### Consegna A
Aggiorna il passo del brano estratto dalla discussione sugli amanti, partendo da "## Lostris (1" e terminando con "discapito di nessuno.", e riportalo con "Sinceramente" al posto di "Francamente".

### Brano estratto
───
Tu nel dubbio chiedi.


----------



## Etta (1 Aprile 2022)

Pensavo fosse un quiz tipo quelli del Cioe’: “Che tipo di amante sei? Fai il quiz per scoprirlo”.


----------



## Nono (1 Aprile 2022)

Bella la metafora delle ali 
Io sono un amante che ama ....


----------



## Tachipirina (1 Aprile 2022)

da ex traditrice con ex marito, le ali me le aveva messe il mio attuale marito quando era il mio amante, adesso sono spezzate e spelacchiate , ma sto bene così  non ho più 30 anni, diciamo che non volo più come allora 
Mi ritengo fortunata


----------



## omicron (1 Aprile 2022)

Io non ci ho mai visto niente di così poetico in realtà  ma non ho chiesto mai niente a nessuno


----------



## Lostris (1 Aprile 2022)

omicron ha detto:


> Io non ci ho mai visto niente di così poetico in realtà  ma non ho chiesto mai niente a nessuno


Francamente nemmeno io, anche quando lo vivevo.
Una romanzata così stride.

La vera poesia non è a discapito di nessuno. 
Ma capisco l’esigenza, per alcuni, di raccontarsela.


----------



## omicron (1 Aprile 2022)

Lostris ha detto:


> Francamente nemmeno io, anche quando lo vivevo.
───
### Elenco da elaborare
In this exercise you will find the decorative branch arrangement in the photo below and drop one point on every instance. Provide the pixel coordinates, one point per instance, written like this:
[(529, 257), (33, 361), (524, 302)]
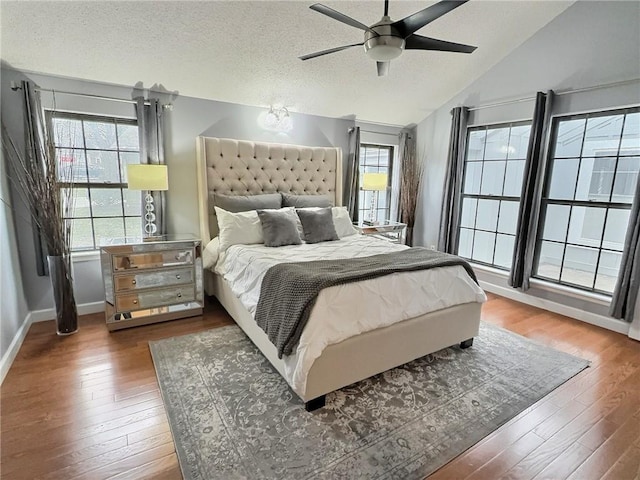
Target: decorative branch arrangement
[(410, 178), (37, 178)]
───
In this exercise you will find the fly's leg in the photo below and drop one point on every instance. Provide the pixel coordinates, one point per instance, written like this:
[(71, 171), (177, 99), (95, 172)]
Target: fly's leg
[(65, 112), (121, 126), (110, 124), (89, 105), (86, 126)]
───
### Consegna B
Trascrivi senza modifiche le righe dell'elenco da quella che contiene "In this exercise you will find the decorative" fino a quella che contiene "[(410, 178), (37, 178)]", estremi inclusi. Escludi le immagini dalla risposta.

### Risposta A
## Lostris (1 Aprile 2022)

omicron ha detto:


> Io non ci ho mai visto niente di così poetico in realtà  ma non ho chiesto mai niente a nessuno


Sinceramente nemmeno io, anche quando lo vivevo.
Una romanzata così stride.

La vera poesia non è a discapito di nessuno.

### Risposta B
In this exercise you will find the decorative branch arrangement in the photo below and drop one point on every instance. Provide the pixel coordinates, one point per instance, written like this:
[(529, 257), (33, 361), (524, 302)]
Target: decorative branch arrangement
[(410, 178), (37, 178)]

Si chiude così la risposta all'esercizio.